*Excerpted text*.
=== Section Start ===

Are Employers restricting nurse's equal access to contraception?
For our colleagues, for our daughters, nurses need to speak out! Equal access to contraception should not be based on the political or religious views of an employer! Give your employer your feedback on this important issue.
Especially for those of us who are nurses working within the healthcare industry, we CAN influence this issue. Speak out now for women's contraceptive rights.
The argument about contraceptive choices for women has nothing to do with a woman's rights. A woman still has the right to chose whether or not she uses prescriptive contraceptives for whatever reason. You don't have to use the insurance provided by your employer if they don't provide services to you that you want/need. If you have to pay more out of pocket for those services is the issue many people have but no one is forcing you to choose their business or their insurance. Why would you force YOUR beliefs on an institution who opposes them? Just because its something you want, the hospital or place of business where you're employed shouldn't have to provide them if it is against their religious doctrines. You CHOOSE to work for those people, you CHOOSE your insurance, you CHOOSE whether or not you use contraception. There is nothing that says you can't use or be prescribed those things by physicians. The freedom for you is the choice you have in deciding who you want to be employed with... and the choices you make in providers and prescriptions.

=== Section End ===

*Work order 1*. According to the page on nurses and contraception, what should equal access to contraception not be based on?
*Work order 2*. Extend the page on nurses and contraception with a few more sentences, starting after its last sentence.
The items that come after the page on nurses and contraception are unrelated material.

*Supplied data*.
=== Section Start ===

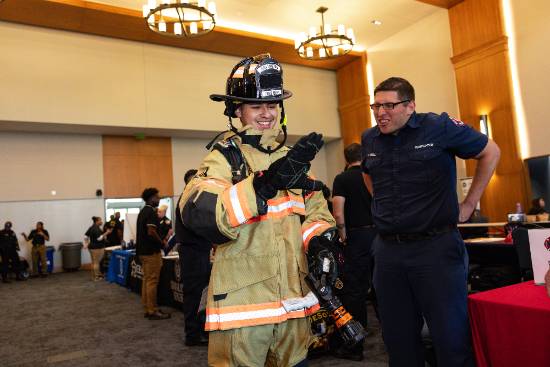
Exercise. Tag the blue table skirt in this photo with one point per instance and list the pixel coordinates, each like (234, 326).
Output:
(118, 266)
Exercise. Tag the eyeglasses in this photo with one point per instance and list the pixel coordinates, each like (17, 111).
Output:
(387, 106)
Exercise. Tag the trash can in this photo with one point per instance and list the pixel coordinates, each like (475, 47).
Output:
(71, 255)
(49, 259)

=== Section End ===

*Output 1*. The political or religious views of an employer.

*Output 2*.
There are more concerns than a woman's right to choose. Women who are patients (not always by choice) cannot have access to contraceptive pills if they didn't bring them and also don't have them listed on their medication reconciliation lists,so the pharmacist and physician may be unaware of what she's taking. We had an eleven-year-old who needed an IV medication to stop bleeding that the hospital deemed a form of contraceptive-had to ship her to another hospital that would give her care or let her continue to bleed. If you have cystic acne and are female insurance won't pay for treatment that uses any form of medication used in birth control, or requires birth control when you use it (I've forgotten the name, but there is an injection for cystic acne that by federal protocol requires two forms of birth control because of potential harm to a fetus). Hysterectomy? Better have a good reason! This isn't really about contraception, it's about two things-one is control over medical treatment for women, the other is how much money an organization that hires primarily women can save by not providing medical care that applies only to women. Interestingly, our suddenly very religious hospital doesn't consider Easter or Good Friday holidays. But it wants to make sure it doesn't shell out a few dollars and let the employee choose something against its Christian beliefs.